■ Kutipan Teks

Tiga tipologi polisi: nakal, profesional dan kriminal kini seolah campur baur di tubuh organisasi Kepolisian RI. Puluhan ribu anggota Polri Profesional terhapus nama baiknya hanya karena satu polisi yang nakal atau kriminal. Penyakit lama yang tak kunjung sembuh. Adakah resep manjur untuk memberantasnya ?
Jakarta – 04/11/21. Lebih dari 20 tahun yang lalu, pada zaman Kapolri dijabat oleh Jend. (Pol) Sutanto ada gagasan untuk mempublikasikan “Polisi Nakal” yang berkeliaran di masyarakat untuk dipublikasikan. Ide ini mengemuka ketika ada rapat dengar pendapat di Komisi III DPR RI dengan Kapolri. Peristiwa itu terekam pada 17 September 2007 atau lebih dari duapuluh tahun yang lalu.
Rakyat sudah jenuh dengan perilaku negatif saat itu yang cenderung meningkat. Perilaku Polisi Nakal antara lain menilang tanpa kesalahan jelas, menerima suap, meminta imbalan, meminta imbalan dalam penyidikan, menangkap seseorang dengan rekayasa, dan lain sebagainya. Gagasan tersebut sampai saat ini belum maksimal dan terkesan berhenti pada tataran gagasan dan tidak efektif untuk merubah kultur polisi yang cenderung negatif di mata masyarakat.

■ Yang Diminta
• a. Menurut teks tentang polisi nakal, apa sebabnya nama baik puluhan ribu anggota Polri profesional terhapus? Jelaskan dalam satu sampai tiga kalimat.
• b. Tolong tuliskan ulang tanpa perubahan bagian teks tentang polisi nakal yang dibuka dengan kata-kata yang memuat "Jakarta – 04/11/21." dan ditutup dengan "tahun yang lalu.".

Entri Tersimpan
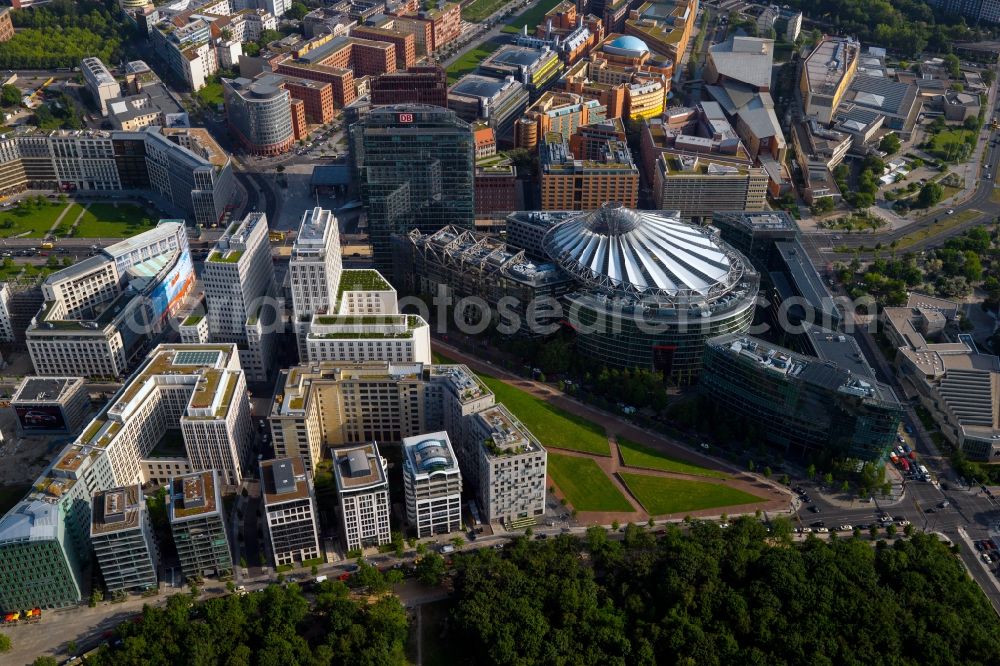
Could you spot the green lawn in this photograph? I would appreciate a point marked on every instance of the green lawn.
(112, 221)
(531, 17)
(470, 60)
(436, 652)
(37, 220)
(952, 145)
(639, 455)
(552, 426)
(660, 496)
(477, 10)
(585, 485)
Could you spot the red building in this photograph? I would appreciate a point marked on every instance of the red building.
(406, 50)
(424, 84)
(317, 97)
(336, 60)
(299, 127)
(496, 189)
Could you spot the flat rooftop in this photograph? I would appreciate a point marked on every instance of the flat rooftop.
(193, 495)
(314, 227)
(507, 436)
(45, 390)
(116, 510)
(358, 468)
(208, 148)
(816, 371)
(517, 56)
(283, 480)
(483, 87)
(839, 348)
(828, 64)
(430, 453)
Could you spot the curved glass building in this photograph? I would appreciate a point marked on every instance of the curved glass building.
(652, 289)
(260, 114)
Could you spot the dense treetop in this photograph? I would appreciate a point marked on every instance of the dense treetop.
(907, 26)
(275, 627)
(716, 596)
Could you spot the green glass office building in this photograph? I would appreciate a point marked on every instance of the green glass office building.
(806, 406)
(416, 165)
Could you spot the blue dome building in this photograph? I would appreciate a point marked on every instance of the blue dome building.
(626, 45)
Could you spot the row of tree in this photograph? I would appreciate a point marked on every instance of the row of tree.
(275, 627)
(905, 26)
(62, 33)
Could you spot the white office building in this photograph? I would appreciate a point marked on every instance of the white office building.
(99, 82)
(506, 465)
(47, 533)
(314, 270)
(345, 404)
(237, 277)
(363, 488)
(122, 535)
(346, 314)
(433, 485)
(101, 314)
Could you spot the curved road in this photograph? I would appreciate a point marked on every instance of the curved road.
(820, 244)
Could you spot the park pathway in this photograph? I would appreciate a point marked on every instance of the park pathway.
(774, 497)
(77, 220)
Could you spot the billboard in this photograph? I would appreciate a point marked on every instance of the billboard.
(41, 418)
(174, 287)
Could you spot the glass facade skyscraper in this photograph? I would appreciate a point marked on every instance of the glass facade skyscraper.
(803, 405)
(416, 164)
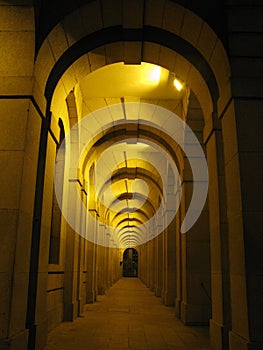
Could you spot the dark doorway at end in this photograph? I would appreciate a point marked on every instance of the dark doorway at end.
(130, 263)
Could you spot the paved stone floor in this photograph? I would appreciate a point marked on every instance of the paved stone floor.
(129, 316)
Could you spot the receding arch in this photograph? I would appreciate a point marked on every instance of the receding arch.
(130, 262)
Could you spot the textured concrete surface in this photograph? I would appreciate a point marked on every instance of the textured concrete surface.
(129, 316)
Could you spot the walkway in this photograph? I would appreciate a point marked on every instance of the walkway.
(129, 316)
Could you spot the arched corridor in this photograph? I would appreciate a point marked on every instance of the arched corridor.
(131, 146)
(128, 316)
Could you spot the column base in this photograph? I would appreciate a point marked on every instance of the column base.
(195, 315)
(218, 336)
(18, 341)
(236, 342)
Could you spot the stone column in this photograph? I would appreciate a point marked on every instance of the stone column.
(220, 322)
(196, 304)
(160, 266)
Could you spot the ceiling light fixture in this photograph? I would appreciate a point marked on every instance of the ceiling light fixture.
(178, 84)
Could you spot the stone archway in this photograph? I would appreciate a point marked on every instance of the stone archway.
(59, 69)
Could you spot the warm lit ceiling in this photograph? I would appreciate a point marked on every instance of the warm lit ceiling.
(117, 80)
(130, 192)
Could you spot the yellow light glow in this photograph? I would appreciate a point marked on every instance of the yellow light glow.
(152, 74)
(178, 84)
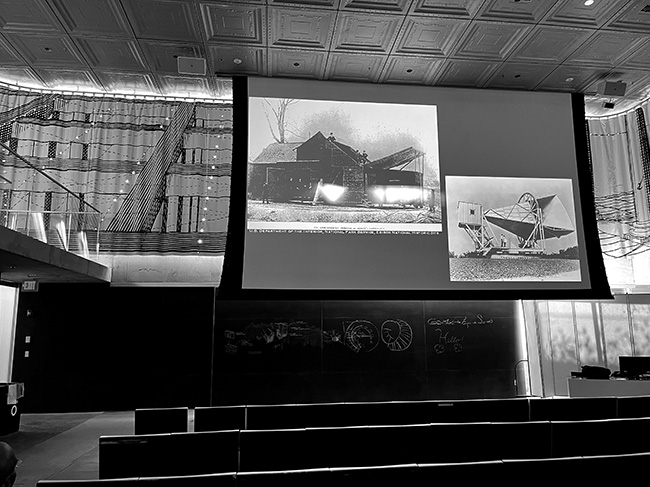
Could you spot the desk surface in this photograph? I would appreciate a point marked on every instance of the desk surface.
(607, 387)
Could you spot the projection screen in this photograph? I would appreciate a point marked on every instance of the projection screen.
(384, 190)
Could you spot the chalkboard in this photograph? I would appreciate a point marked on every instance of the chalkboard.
(371, 336)
(265, 336)
(470, 335)
(271, 352)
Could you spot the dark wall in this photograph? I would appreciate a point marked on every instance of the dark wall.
(97, 348)
(330, 351)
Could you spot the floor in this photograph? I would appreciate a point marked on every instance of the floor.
(66, 445)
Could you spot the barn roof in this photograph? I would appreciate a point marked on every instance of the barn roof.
(278, 152)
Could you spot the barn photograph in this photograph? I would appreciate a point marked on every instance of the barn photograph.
(511, 229)
(343, 166)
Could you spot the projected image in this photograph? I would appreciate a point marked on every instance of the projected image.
(349, 167)
(511, 229)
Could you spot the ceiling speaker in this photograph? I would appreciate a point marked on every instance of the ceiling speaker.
(609, 88)
(191, 65)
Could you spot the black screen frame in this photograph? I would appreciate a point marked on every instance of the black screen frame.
(231, 285)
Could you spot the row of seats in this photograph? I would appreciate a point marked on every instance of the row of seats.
(586, 470)
(285, 416)
(176, 454)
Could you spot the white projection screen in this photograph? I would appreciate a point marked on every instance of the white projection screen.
(364, 190)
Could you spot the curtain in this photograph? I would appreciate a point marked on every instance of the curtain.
(621, 176)
(157, 170)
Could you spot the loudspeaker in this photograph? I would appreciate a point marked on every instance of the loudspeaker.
(191, 65)
(609, 88)
(9, 419)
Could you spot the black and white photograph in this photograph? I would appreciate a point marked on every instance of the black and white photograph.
(341, 166)
(511, 229)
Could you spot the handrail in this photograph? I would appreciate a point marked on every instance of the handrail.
(15, 154)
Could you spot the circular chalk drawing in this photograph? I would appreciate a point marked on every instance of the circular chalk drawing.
(362, 336)
(397, 335)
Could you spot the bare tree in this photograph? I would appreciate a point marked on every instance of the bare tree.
(277, 117)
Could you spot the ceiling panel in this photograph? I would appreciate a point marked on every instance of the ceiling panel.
(162, 19)
(408, 69)
(490, 40)
(520, 76)
(162, 57)
(634, 17)
(232, 59)
(183, 85)
(28, 17)
(301, 28)
(430, 36)
(505, 10)
(296, 63)
(355, 67)
(570, 79)
(464, 43)
(640, 58)
(468, 73)
(310, 3)
(576, 13)
(400, 6)
(550, 44)
(119, 55)
(234, 23)
(67, 79)
(93, 18)
(455, 8)
(364, 31)
(128, 82)
(47, 51)
(606, 49)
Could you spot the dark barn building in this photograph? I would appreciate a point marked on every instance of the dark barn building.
(293, 171)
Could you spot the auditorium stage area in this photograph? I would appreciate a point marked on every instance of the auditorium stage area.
(64, 445)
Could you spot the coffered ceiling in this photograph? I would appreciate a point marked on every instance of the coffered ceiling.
(133, 46)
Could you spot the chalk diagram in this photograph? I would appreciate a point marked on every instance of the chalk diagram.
(361, 335)
(271, 337)
(397, 335)
(364, 336)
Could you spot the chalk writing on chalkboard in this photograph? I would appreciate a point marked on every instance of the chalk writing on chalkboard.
(364, 336)
(397, 335)
(451, 339)
(460, 321)
(448, 342)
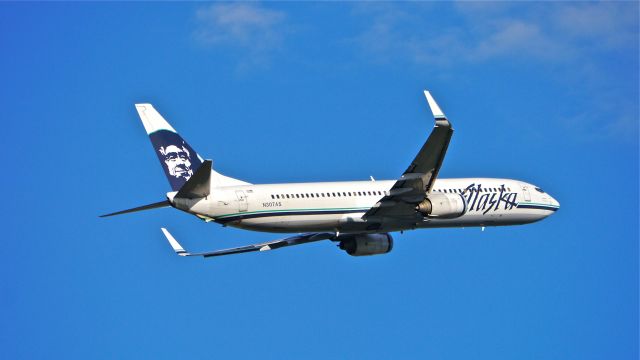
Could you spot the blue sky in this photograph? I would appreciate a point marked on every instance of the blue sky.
(284, 92)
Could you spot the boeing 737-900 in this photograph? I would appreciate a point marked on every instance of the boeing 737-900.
(358, 215)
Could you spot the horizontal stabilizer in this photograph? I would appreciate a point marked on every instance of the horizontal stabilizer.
(270, 245)
(160, 204)
(199, 185)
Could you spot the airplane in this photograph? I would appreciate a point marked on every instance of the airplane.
(357, 215)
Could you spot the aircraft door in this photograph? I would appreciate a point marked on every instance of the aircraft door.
(526, 193)
(242, 200)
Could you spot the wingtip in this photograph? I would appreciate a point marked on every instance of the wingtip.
(174, 243)
(435, 109)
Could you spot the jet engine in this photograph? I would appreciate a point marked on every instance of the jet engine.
(367, 244)
(444, 206)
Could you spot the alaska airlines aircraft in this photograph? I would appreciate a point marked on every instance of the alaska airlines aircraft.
(358, 215)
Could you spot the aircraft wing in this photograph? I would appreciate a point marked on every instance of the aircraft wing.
(417, 181)
(270, 245)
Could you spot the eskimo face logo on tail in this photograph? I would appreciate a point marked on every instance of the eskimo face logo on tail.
(178, 161)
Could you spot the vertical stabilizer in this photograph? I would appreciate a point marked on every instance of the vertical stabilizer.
(178, 159)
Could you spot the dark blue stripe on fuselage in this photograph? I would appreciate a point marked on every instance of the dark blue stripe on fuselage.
(538, 207)
(284, 213)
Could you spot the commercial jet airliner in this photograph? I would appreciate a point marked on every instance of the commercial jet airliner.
(357, 215)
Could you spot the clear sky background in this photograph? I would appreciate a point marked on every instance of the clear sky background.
(287, 92)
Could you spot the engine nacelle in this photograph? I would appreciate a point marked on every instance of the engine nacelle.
(367, 244)
(444, 206)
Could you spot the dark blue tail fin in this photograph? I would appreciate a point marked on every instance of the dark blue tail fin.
(178, 159)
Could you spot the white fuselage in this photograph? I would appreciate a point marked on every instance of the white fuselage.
(339, 206)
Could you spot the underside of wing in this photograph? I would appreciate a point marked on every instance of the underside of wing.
(417, 181)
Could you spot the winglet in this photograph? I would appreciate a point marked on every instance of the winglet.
(435, 109)
(174, 243)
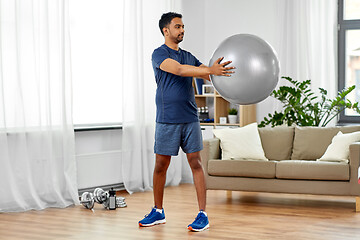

■ Jawaban Tiap Tugas
• a. Nama baik puluhan ribu anggota Polri profesional terhapus hanya karena ada satu polisi yang nakal atau kriminal.

• b.
Jakarta – 04/11/21. Lebih dari 20 tahun yang lalu, pada zaman Kapolri dijabat oleh Jend. (Pol) Sutanto ada gagasan untuk mempublikasikan “Polisi Nakal” yang berkeliaran di masyarakat untuk dipublikasikan. Ide ini mengemuka ketika ada rapat dengar pendapat di Komisi III DPR RI dengan Kapolri. Peristiwa itu terekam pada 17 September 2007 atau lebih dari duapuluh tahun yang lalu.